Given instruction a: Reproduce word for word the passage of the email about mobile phone platforms that opens with the words "My understanding is" and closes with "and likely GPS.".

Extract provided:
>>

[accessibleimage] Re: Imagine Cup, Kurzweil-NFB Reader, Black Sun, art sculpture park

Peter,

I'm a bit afraid that Symbian is going to die on the vine.  I haven't heard
of too many new Symbian phones and the Windows Mobile and Windows Smart
Phone are all over the press these days.  Even Palm has dropped their own OS
on the Trio for Windows Mobile so I don't see Symbian lasting much longer.
It was a well designed and reasonably open system that required too much
horsepower at its outset and is just too incompatible with the rest of the
world to remain viable as the MS based phones are growing increasingly less
expensive.

Our project will have OCR on the iPAQ type PDA phones as well as on the
Smart Phones that Verizon is selling these days.  Code Factory will have its
MSP for Smart Phone out by September which sort of puts Talx into a strange
position.  I know Nuance has some sort of pseudo screen reader for WM so
maybe Torsten can whip up a Talx for Windows Mobile pretty quickly.  I'm not
sure.

The lack of competition on yet another platform is pretty scary.  I can't
say I'm happy to see MS take over another market but it just doesn't feel
like their competitors want to play to win.  Palm had an enormous lead with
their own hardware, the Visor units, Blackberry, etc. but all now look a bit
old and ugly compared to the shiny new Windows products.  A few Linux and
Motorola Java and J2ME based phones came and disappeared pretty quickly and
the only one that talked at all is the Oasis which, although open source and
supported by some really cool people, just can't keep up.

Apple puts a "blinks not welcome" sign on everything they build so even the
next generation iPod models with mobile phones in them will be based on the
wholly proprietary, closed systems that they are notorious for building.

I hate to say it but never bet against Microsoft.  In 2005, they finally
grew past 50% of the worldwide server sales so their winning on the big,
middle and little all at once.  

Accessibility wise, though, MS has been and remains the best game in town
and Rob and his crew up at their ATG want to make every device accessible as
quickly as they can.  MBJ and my other friends down at Apple have similar
motives but, alas, their bosses don't give them the resources that MS gives
the ATG crowd.

Rambling...

cdh 

-----Original Message-----
From: accessibleimage-bounce@xxxxxxxxxxxxx
[mailto:accessibleimage-bounce@xxxxxxxxxxxxx] On Behalf Of Peter Meijer
Sent: Tuesday, July 04, 2006 11:58 AM
To: accessibleimage@xxxxxxxxxxxxx
Subject: [accessibleimage] Re: Imagine Cup, Kurzweil-NFB Reader, Black Sun,
art sculpture park

Hi Lisa,

My understanding is that The vOICe MIDlet should run on the
high end Java-enabled camera phones from HTC (still untested
though), allowing you to directly hear graphics and identify
colors. Since these phones are running Windows Mobile, they
should be compatible with all the applications and features
that Chris mentions, such as Mobile Speak, OCR and likely GPS.

<<

Given instruction b: Duplicate the rows from the line containing "Target: cloudy sky" through the final row, including both ends, and nothing more.

The records:
>>

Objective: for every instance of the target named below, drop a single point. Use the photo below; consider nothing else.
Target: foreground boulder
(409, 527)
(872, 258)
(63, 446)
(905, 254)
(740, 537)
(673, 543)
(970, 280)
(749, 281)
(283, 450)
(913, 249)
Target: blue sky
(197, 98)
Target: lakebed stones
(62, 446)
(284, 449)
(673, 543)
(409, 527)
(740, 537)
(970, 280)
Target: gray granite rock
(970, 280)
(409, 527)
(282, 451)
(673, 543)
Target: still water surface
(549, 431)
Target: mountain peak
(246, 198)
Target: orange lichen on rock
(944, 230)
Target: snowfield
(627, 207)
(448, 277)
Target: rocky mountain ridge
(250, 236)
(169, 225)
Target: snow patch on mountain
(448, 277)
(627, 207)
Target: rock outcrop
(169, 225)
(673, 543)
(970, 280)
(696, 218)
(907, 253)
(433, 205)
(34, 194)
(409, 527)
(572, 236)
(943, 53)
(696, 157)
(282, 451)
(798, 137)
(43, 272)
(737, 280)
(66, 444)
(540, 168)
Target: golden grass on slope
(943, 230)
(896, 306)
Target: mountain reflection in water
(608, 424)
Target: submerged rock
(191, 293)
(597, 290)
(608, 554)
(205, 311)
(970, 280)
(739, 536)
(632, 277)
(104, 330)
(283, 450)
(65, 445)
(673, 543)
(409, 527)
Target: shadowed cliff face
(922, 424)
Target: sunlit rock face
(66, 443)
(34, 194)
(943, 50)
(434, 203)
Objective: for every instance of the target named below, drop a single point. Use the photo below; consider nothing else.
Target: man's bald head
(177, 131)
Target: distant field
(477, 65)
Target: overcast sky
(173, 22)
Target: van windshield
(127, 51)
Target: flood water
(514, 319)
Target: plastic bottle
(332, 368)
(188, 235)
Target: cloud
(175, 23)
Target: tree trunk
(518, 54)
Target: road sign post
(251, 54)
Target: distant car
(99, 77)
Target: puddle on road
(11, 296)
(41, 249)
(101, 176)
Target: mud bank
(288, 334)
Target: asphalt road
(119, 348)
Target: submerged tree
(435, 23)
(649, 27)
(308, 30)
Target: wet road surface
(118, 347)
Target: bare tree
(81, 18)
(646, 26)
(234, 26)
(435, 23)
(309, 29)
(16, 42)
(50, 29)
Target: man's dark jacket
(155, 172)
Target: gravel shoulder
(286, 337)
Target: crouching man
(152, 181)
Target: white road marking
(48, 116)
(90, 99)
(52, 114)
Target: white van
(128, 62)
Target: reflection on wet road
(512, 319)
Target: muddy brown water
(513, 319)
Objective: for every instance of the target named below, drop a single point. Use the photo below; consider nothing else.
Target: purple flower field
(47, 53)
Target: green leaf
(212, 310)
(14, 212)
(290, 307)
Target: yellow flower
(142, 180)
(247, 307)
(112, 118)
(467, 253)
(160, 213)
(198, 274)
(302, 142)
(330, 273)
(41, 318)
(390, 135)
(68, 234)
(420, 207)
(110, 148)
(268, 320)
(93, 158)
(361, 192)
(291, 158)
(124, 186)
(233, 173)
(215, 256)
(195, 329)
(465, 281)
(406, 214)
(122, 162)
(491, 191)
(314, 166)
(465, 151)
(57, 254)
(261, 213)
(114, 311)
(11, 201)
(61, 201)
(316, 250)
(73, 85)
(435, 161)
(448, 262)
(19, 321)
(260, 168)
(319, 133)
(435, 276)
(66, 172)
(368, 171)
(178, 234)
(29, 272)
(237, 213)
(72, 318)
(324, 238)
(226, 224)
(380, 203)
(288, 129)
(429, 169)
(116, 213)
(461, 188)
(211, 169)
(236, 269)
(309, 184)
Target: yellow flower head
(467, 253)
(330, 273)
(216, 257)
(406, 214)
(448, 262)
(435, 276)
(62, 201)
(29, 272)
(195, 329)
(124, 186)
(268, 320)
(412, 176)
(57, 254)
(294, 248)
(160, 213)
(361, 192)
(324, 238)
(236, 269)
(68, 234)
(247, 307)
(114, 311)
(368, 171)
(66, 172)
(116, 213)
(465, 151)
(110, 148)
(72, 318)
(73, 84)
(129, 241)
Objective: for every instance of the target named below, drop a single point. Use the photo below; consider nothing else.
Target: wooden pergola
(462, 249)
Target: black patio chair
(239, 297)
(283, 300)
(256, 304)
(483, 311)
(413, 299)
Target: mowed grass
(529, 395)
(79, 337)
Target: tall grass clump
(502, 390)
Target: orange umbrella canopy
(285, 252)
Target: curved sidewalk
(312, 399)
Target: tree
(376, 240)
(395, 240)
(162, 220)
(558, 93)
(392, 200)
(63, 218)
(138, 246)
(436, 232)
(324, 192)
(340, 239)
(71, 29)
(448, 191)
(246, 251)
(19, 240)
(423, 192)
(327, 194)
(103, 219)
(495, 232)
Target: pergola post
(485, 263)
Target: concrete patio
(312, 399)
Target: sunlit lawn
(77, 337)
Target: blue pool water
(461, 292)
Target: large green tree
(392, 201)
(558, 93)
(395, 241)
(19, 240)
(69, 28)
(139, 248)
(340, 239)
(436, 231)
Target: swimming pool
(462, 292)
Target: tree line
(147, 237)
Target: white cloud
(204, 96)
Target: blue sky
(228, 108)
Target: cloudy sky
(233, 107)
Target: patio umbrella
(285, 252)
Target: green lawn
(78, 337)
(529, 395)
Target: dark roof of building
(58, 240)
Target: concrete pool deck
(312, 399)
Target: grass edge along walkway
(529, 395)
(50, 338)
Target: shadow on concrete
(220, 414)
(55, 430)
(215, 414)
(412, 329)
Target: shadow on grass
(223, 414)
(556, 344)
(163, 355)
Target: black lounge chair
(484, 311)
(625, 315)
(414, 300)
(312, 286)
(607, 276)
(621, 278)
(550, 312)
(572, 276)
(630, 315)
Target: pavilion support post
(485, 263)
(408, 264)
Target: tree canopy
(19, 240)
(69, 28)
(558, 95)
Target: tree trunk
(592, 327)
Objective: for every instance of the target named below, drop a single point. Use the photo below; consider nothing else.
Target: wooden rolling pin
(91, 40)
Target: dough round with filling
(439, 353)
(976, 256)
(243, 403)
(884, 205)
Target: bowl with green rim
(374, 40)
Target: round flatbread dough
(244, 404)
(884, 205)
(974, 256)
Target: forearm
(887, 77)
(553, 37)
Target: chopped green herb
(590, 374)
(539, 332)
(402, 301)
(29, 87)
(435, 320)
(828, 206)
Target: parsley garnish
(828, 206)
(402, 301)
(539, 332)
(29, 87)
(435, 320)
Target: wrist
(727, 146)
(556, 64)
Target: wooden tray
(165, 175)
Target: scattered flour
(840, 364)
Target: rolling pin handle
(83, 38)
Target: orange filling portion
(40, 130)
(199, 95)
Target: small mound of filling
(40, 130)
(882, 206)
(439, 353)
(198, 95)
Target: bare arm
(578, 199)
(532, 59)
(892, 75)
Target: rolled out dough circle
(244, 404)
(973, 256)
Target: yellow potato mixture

<<

Task answer a:
My understanding is that The vOICe MIDlet should run on the
high end Java-enabled camera phones from HTC (still untested
though), allowing you to directly hear graphics and identify
colors. Since these phones are running Windows Mobile, they
should be compatible with all the applications and features
that Chris mentions, such as Mobile Speak, OCR and likely GPS.

Task answer b:
Target: cloudy sky
(233, 107)
Target: patio umbrella
(285, 252)
Target: green lawn
(78, 337)
(529, 395)
Target: dark roof of building
(58, 240)
Target: concrete pool deck
(312, 399)
Target: grass edge along walkway
(529, 395)
(50, 338)
Target: shadow on concrete
(220, 414)
(55, 430)
(215, 414)
(412, 329)
Target: shadow on grass
(223, 414)
(556, 344)
(163, 355)
Target: black lounge chair
(484, 311)
(625, 315)
(414, 300)
(312, 286)
(607, 276)
(621, 278)
(550, 312)
(572, 276)
(630, 315)
Target: pavilion support post
(485, 263)
(408, 264)
Target: tree canopy
(19, 240)
(69, 28)
(558, 95)
Target: tree trunk
(592, 327)
Objective: for every instance of the target named below, drop a single point. Use the photo below; consider nothing else.
Target: wooden rolling pin
(91, 40)
Target: dough round with filling
(439, 353)
(976, 256)
(243, 403)
(884, 205)
Target: bowl with green rim
(374, 40)
Target: round flatbread dough
(244, 404)
(884, 205)
(974, 256)
Target: forearm
(887, 77)
(553, 37)
Target: chopped green herb
(590, 374)
(539, 332)
(402, 301)
(29, 87)
(435, 320)
(828, 206)
Target: parsley garnish
(828, 206)
(402, 301)
(539, 332)
(29, 87)
(435, 320)
Target: wrist
(727, 146)
(556, 64)
Target: wooden tray
(165, 175)
Target: scattered flour
(840, 364)
Target: rolling pin handle
(83, 38)
Target: orange filling portion
(40, 130)
(199, 95)
Target: small mound of filling
(40, 130)
(882, 206)
(439, 353)
(198, 95)
Target: bare arm
(578, 199)
(532, 59)
(892, 75)
Target: rolled out dough circle
(244, 404)
(973, 256)
Target: yellow potato mixture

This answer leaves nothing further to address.